**Information:**

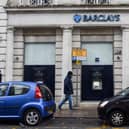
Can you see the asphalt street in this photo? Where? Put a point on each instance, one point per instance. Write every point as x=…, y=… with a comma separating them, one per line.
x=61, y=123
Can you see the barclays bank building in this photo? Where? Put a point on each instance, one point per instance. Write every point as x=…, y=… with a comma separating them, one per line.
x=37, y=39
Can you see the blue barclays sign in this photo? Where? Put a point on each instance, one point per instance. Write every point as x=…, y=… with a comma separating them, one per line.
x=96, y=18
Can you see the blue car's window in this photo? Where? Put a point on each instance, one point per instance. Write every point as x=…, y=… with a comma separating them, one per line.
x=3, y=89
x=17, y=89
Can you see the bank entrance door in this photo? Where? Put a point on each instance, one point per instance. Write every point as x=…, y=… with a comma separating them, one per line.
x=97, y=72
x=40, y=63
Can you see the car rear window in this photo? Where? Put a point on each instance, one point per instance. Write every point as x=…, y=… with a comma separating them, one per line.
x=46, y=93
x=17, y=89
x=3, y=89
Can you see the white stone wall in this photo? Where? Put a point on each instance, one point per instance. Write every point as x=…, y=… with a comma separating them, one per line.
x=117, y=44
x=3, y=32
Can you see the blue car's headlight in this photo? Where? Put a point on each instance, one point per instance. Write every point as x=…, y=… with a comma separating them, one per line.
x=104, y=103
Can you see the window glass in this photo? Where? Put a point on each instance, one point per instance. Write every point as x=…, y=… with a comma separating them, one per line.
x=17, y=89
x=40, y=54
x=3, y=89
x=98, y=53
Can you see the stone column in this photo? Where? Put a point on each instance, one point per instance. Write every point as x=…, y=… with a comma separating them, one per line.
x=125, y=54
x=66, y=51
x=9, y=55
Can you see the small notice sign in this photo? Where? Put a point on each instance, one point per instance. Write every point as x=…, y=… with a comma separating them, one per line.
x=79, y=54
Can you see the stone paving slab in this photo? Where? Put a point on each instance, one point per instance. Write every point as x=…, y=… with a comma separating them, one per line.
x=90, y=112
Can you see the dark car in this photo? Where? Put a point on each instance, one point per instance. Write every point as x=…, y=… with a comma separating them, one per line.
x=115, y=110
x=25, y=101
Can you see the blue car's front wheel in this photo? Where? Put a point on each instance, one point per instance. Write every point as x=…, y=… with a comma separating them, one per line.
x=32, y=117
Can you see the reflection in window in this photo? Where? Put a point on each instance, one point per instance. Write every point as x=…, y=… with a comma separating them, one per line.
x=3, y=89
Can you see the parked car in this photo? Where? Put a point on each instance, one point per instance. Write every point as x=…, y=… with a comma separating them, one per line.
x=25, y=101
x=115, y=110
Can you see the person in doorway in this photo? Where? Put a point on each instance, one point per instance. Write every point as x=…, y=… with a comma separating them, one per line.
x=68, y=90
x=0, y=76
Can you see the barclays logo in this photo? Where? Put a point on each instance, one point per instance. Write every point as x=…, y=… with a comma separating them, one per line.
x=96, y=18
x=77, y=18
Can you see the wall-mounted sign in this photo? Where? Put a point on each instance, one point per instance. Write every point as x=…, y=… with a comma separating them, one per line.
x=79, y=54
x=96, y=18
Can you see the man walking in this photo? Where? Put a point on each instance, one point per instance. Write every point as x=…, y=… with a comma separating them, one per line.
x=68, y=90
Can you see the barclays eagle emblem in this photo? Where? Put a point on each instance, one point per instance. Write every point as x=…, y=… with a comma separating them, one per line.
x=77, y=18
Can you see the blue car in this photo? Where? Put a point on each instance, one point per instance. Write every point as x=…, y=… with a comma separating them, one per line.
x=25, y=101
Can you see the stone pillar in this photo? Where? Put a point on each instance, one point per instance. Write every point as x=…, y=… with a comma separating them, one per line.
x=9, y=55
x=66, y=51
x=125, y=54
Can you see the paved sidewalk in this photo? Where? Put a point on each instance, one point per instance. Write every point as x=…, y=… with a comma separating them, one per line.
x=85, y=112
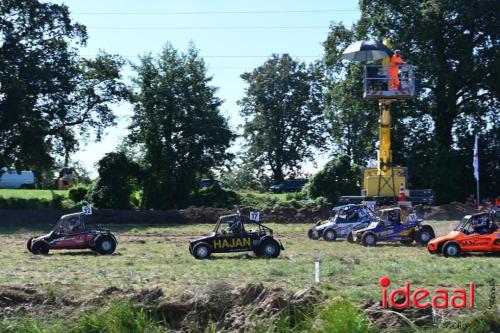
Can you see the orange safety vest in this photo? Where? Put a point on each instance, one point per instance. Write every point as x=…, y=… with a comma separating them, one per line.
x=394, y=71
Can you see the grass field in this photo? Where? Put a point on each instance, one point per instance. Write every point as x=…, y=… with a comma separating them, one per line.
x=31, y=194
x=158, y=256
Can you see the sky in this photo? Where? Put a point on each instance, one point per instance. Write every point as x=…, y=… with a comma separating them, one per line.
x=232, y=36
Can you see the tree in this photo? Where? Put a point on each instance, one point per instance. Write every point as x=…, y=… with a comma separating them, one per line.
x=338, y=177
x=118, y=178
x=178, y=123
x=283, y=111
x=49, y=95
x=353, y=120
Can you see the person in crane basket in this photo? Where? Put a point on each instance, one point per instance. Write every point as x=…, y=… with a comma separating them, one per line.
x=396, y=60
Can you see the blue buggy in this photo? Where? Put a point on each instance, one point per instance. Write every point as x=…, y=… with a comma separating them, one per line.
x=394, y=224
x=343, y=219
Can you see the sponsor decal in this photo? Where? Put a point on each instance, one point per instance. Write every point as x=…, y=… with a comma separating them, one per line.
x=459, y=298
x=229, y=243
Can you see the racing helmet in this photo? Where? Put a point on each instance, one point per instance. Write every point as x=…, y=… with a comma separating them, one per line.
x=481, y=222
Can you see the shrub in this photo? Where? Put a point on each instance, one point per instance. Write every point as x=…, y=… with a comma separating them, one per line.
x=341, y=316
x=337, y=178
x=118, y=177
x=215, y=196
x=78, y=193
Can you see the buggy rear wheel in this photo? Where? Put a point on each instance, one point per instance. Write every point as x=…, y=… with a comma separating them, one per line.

**Requirement:** The copy must match the listing above exactly but contain no pictures.

**Task result:**
Can you see the asphalt street in this photo? Where? Put a point on each instance, one point per instance. Write every point as x=…, y=… with a comma separating them, one per line.
x=61, y=123
Can you see the barclays bank building in this photo? Where? Put a point on each instance, one point per instance. Write every point as x=…, y=… with a comma separating them, one per line.
x=37, y=39
Can you see the blue barclays sign in this photo? Where? Put a point on each instance, one point per instance. Write every point as x=…, y=… with a comma separating them, one per line.
x=96, y=18
Can you see the blue car's window in this photo? Where? Put a point on each instance, one point per instance. Write every point as x=…, y=… with a comma separating them, one per line.
x=3, y=89
x=17, y=89
Can you see the bank entrance door in this photo? Where? Put a point on each instance, one point per instance. Write every point as x=…, y=… with a comma separating them, one per line.
x=97, y=72
x=40, y=63
Can you see the car rear window in this photo? Where? Put a point on each instance, one point per instance. Write every point as x=…, y=… with a comma separating them, one per line.
x=46, y=93
x=17, y=89
x=3, y=89
Can you see the white stone wall in this photo? Where? Put a point on each instance, one point per instance. Write every point as x=…, y=… with a comma separating them, one per line.
x=117, y=44
x=3, y=32
Can you see the blue car's headlight in this photo? Where? Put a point on each instance, one point per instance. Write every point as x=…, y=… with a comma separating them, one per line.
x=104, y=103
Can you see the window glass in this photo? Where? Put a point on each instance, one point per instance. Write every point as x=…, y=… with a comma separating them, one per line.
x=17, y=89
x=40, y=54
x=3, y=89
x=98, y=53
Can you see the stone column in this photo? Where? Put a point on each instance, one point per instance. Write every point as x=…, y=… with a comma separating them, one per line.
x=125, y=54
x=66, y=51
x=9, y=55
Can you see the small notice sign in this photo? Where? Put a point on each instance, one point per instance. Write every point as x=…, y=… with a comma separating them, one per line.
x=79, y=54
Can you see the stone paving slab in this photo? Where? Put a point on each instance, one point per instance. Write every point as x=…, y=… with a comma separating them, one per line.
x=90, y=112
Can you see the dark car in this photo? Where? Put a point on each instance, one point per instance. Write every point as x=…, y=… with a comma separating them, one per line.
x=115, y=110
x=25, y=101
Can you see the blue car's front wheel in this photo? Where? Put a point on each instance, one point per instance. Write every point as x=…, y=… with a comma separating them, one per line.
x=32, y=117
Can you see the reflection in window in this photo? Where? Put a point on each instance, one point per instance. Write every point as x=…, y=… with a comma separating them, one per line.
x=3, y=89
Can you see the parked car in this photo? Where? Put a point on each instance, one point per instance. Write every point as x=…, y=… with a comma separating them, one per line.
x=25, y=101
x=115, y=110
Can you see the person in doorway in this photo? Where? Put a point on each instance, one point per instance. Write every point as x=…, y=… with a comma separating them, one per line.
x=68, y=90
x=0, y=76
Can you see the barclays logo in this photo? Where? Put a point on each instance, one point per instance. Write every point as x=…, y=… with a comma separating them, one per line.
x=96, y=18
x=77, y=18
Can you see the wall-mounted sign in this photo? Where? Put a point on each instance, one point per instance. Write every point as x=…, y=… with a comma separating them, one per line.
x=79, y=54
x=96, y=18
Can you see the man walking in this photo? Where? Put a point on each instance, one point per instance. Write every point as x=…, y=… with a comma separating them, one per line.
x=68, y=90
Can you see the barclays eagle emblem in this photo? Where? Put a point on each instance, one point per instance. Write every point as x=…, y=… with a comma separating them, one per line.
x=77, y=18
Can you see the blue car in this photo? Where? Put a point on each instance, one point per instance. Write every point as x=…, y=… with a comma separating them, one per line.
x=25, y=101
Can you see the stone pillar in this photo? Where? Put a point on each instance, one point per instance. Write every point as x=…, y=… with a comma separating them, one per line.
x=9, y=55
x=66, y=51
x=125, y=54
Can you see the paved sidewalk in this photo? Where? Put a point on each instance, one point per instance. Write every point as x=…, y=… with a comma separating them, one per line.
x=85, y=112
Can you see the orange safety vest in this photo? Where? Put a point on each instance, one point per instance. Write every point as x=…, y=… with a comma separating them, one per line.
x=394, y=71
Can you see the grass field in this photo? Where? Put a point on each instance, one point per instance. Write every point as x=…, y=… with a comma separating them, one per line.
x=31, y=194
x=158, y=256
Can you see the sky in this photo? Where? Put a point on each instance, one point per instance. Write every point as x=…, y=… with a comma separating them, one per line.
x=232, y=36
Can you see the tree in this photo? Where? Put a point on each instance, one point per instance. Write every point as x=…, y=… with a comma separating them, one per line.
x=338, y=177
x=118, y=178
x=178, y=123
x=283, y=111
x=49, y=95
x=353, y=120
Can you see the person in crane basket in this photo? Where? Put a point on each instance, one point per instance. Write every point as x=…, y=… with a comma separating them, one per line.
x=396, y=60
Can you see the blue buggy in this photo? Where? Put a point on each instance, one point per instance. Write every point as x=…, y=… with a comma separating them, one per line.
x=394, y=224
x=343, y=219
Can you see the sponsor decal in this photo? Where? Put a point on each instance, one point per instance. Write every point as x=…, y=… with a comma separating them, one per line.
x=459, y=298
x=229, y=243
Can you see the racing helmet in this photo? Where? Put a point on each instance, one point per instance. Write every point as x=…, y=… with a comma separating them, one per line.
x=481, y=222
Can you see the shrub in this photo? Where? Put a point on each instance, one point per instance. Write every point as x=…, y=… with a comma separating them, one per line.
x=341, y=316
x=337, y=178
x=118, y=177
x=215, y=196
x=78, y=193
Can you see the buggy rear wheel in this photo? Where? Put a point on each instance, one point per instance. Write every point as x=…, y=… with a comma separating them, one per line.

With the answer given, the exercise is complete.